PROVIDED RECORDS: Begin
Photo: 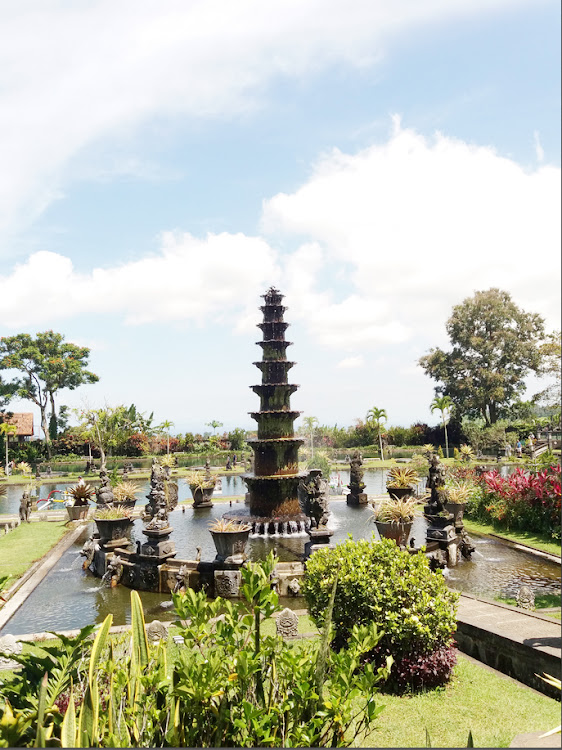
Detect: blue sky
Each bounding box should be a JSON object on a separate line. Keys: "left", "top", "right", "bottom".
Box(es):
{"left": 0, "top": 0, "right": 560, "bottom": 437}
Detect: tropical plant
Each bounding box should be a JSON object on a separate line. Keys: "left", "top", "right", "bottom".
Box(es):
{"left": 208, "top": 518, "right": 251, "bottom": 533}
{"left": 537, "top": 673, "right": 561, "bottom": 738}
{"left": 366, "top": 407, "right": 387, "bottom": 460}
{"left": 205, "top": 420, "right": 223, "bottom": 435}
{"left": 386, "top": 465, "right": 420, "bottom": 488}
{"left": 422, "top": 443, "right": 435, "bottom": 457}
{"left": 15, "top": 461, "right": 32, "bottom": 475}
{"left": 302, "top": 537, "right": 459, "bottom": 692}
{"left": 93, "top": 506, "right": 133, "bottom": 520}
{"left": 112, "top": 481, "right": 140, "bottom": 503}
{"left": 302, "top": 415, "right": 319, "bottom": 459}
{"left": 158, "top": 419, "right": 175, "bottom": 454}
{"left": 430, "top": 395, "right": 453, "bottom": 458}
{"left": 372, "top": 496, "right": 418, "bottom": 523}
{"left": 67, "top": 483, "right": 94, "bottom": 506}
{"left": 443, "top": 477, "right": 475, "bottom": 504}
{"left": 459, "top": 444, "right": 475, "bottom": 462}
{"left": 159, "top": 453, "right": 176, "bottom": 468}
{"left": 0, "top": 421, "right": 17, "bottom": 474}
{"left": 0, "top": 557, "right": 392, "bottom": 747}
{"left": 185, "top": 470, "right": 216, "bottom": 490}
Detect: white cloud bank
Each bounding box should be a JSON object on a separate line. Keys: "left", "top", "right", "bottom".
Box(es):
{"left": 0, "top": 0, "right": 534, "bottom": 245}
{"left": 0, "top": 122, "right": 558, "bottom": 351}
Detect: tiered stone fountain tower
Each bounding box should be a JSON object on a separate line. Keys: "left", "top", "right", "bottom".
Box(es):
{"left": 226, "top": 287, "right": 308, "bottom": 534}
PROVIDED RECORDS: End
# WHAT THE TASK REQUIRES:
Make an exact copy of the records from their first line through the line containing "Detect: tropical plant", both ends included, with the pictures omitted.

# WRITTEN RESPONSE:
Photo: 
Detect: blue sky
Each bounding box should be a JSON object on a separate line. Keys: "left", "top", "right", "bottom".
Box(es):
{"left": 0, "top": 0, "right": 560, "bottom": 437}
Detect: tropical plant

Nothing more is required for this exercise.